• **Task details**:
Look through the entries below and report every line that has "metal".

Provided entries section start

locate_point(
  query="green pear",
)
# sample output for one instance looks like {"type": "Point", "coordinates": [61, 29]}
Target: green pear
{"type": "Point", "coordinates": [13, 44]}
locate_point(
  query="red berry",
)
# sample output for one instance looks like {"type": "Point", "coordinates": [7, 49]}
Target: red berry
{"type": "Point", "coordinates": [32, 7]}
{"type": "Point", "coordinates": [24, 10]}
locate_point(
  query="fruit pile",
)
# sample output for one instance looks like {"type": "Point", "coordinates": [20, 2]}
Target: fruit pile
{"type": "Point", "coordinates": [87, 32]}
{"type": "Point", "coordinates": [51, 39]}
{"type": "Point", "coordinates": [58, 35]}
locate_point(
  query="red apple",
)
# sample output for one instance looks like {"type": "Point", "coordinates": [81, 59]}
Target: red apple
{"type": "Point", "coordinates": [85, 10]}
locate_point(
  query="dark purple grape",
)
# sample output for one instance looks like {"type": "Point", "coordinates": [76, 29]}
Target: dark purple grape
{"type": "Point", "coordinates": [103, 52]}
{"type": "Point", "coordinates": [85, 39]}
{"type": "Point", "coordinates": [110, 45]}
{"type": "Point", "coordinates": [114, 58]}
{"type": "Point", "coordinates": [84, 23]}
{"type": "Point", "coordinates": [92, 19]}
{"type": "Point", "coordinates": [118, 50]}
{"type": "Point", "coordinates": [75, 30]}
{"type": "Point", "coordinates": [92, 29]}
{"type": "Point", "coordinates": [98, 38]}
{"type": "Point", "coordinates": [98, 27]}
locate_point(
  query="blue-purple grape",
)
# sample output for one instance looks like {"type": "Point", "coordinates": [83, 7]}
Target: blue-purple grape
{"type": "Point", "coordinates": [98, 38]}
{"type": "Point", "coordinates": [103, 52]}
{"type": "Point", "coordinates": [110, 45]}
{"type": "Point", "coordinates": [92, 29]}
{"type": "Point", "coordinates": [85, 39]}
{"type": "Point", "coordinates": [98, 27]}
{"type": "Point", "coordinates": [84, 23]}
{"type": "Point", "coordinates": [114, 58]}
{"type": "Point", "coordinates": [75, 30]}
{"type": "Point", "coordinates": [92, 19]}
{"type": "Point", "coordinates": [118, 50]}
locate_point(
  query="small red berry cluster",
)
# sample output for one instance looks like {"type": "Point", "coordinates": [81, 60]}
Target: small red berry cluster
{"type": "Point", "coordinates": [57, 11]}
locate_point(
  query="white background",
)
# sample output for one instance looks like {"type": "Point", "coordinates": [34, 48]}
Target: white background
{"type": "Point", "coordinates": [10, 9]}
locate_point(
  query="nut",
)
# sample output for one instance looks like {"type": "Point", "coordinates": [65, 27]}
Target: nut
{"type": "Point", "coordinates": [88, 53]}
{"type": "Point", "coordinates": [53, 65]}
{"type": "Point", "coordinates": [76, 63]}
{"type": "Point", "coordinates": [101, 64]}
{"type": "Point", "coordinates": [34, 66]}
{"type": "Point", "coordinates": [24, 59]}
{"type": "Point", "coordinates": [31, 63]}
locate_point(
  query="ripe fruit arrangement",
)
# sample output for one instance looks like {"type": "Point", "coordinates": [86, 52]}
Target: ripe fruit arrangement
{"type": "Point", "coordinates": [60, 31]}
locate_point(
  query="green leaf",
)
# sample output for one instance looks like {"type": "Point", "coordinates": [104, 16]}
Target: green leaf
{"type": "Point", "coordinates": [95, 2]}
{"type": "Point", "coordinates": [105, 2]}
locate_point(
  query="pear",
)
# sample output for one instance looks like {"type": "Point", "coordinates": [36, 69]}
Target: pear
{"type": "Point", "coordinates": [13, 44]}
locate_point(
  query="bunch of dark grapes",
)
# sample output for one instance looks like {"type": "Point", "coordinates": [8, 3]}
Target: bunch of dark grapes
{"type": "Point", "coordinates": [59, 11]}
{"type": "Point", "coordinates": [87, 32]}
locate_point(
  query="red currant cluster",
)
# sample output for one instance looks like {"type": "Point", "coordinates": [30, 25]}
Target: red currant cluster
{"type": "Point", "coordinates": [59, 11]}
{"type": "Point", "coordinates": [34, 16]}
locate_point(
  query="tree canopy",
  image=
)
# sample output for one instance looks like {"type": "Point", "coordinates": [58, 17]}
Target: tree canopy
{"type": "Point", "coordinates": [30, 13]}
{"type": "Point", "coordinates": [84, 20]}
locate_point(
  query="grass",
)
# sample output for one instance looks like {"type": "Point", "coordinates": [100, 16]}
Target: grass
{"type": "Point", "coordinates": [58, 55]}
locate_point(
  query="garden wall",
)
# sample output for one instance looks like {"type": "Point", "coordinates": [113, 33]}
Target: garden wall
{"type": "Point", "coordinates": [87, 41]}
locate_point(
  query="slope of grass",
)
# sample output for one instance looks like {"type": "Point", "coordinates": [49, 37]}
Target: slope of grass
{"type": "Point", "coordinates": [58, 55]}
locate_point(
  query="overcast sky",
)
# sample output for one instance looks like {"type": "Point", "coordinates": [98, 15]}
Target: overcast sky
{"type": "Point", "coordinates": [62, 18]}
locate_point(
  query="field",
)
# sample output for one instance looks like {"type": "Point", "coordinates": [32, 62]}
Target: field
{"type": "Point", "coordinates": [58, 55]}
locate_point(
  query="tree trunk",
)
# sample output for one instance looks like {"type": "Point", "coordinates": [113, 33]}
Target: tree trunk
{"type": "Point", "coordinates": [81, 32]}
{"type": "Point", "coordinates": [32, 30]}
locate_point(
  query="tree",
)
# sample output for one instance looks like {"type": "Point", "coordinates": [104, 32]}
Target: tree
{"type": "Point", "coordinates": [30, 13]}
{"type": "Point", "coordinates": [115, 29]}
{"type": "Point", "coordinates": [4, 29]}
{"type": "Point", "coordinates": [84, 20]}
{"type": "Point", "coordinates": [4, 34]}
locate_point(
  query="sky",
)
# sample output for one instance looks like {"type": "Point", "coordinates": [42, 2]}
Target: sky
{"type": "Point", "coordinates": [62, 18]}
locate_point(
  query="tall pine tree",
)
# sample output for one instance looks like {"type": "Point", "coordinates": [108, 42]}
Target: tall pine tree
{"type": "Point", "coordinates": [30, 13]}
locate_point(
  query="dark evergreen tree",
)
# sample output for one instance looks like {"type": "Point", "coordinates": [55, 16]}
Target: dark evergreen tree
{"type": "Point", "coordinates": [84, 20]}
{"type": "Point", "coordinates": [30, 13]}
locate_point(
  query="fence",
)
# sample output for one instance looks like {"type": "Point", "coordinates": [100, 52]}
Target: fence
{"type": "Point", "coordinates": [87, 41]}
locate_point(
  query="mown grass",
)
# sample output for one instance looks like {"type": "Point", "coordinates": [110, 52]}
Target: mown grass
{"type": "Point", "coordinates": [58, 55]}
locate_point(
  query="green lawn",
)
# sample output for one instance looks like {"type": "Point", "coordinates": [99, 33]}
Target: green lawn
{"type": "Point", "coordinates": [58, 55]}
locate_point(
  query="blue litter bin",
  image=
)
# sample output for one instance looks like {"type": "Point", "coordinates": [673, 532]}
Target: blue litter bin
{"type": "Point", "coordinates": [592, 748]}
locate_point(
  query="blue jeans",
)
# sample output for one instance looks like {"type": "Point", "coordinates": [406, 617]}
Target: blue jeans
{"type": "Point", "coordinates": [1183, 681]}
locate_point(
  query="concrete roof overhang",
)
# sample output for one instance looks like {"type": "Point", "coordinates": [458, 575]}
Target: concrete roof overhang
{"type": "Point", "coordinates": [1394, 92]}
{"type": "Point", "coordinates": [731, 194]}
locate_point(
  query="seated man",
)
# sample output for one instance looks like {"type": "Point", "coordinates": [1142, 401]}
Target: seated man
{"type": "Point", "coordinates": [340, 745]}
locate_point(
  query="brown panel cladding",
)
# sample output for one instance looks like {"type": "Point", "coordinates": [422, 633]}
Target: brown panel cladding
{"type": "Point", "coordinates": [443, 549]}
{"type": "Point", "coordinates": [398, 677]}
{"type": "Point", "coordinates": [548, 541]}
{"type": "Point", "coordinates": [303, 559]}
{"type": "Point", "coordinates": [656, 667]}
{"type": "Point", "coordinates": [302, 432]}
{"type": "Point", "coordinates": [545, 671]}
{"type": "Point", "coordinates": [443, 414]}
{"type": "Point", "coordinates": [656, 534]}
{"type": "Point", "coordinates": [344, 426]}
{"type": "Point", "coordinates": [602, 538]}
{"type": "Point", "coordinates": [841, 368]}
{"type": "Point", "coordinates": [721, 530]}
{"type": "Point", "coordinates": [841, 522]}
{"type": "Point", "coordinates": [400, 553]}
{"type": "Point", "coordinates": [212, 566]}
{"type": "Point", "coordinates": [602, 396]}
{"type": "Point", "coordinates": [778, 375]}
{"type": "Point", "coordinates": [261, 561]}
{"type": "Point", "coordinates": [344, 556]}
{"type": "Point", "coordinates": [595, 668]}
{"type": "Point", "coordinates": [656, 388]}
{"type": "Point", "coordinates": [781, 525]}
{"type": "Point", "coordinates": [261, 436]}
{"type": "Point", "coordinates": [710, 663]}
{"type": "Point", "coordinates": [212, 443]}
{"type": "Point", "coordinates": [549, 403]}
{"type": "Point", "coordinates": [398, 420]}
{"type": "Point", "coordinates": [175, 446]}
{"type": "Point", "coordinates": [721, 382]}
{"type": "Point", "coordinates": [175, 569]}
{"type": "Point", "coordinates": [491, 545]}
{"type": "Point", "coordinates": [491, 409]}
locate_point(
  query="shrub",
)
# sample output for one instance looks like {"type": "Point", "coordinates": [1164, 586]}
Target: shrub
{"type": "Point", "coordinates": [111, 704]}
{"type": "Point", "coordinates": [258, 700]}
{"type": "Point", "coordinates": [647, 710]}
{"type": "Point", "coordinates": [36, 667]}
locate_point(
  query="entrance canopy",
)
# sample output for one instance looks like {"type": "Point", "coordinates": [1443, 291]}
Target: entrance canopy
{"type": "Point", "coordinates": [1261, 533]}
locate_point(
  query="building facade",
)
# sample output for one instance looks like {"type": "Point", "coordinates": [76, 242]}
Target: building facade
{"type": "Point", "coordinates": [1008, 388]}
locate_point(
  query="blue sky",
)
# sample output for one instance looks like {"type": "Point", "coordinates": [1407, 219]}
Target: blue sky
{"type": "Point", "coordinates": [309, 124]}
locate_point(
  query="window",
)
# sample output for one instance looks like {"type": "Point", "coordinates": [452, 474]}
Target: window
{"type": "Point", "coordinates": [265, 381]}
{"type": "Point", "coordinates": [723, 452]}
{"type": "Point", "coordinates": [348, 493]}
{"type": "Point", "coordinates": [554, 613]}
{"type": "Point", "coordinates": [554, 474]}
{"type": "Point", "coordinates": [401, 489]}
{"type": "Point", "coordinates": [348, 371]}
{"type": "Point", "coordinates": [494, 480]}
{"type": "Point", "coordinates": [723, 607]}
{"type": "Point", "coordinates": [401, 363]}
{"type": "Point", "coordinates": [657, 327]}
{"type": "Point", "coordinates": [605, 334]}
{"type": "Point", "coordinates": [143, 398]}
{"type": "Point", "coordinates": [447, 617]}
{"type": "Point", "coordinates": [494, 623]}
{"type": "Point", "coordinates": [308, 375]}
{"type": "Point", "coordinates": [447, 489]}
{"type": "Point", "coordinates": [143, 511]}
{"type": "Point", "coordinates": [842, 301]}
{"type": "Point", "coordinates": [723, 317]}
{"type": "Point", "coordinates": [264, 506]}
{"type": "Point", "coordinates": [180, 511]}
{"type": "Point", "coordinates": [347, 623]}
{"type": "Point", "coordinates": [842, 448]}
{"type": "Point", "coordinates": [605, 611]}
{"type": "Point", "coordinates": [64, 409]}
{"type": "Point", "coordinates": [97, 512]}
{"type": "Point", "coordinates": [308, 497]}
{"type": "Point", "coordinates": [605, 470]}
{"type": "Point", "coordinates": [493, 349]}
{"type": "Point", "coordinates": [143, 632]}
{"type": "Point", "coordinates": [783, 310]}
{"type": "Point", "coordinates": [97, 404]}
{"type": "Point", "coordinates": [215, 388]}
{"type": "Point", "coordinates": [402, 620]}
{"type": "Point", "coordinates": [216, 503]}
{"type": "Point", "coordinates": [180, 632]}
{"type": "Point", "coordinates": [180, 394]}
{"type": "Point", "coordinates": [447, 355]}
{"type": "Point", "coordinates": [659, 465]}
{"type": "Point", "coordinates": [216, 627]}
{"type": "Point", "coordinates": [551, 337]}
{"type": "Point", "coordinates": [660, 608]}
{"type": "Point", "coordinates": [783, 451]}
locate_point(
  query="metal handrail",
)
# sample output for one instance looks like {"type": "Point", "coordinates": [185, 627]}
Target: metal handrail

Provided entries section end

• **Solution for this task**:
  query="metal handrail",
Target: metal handrail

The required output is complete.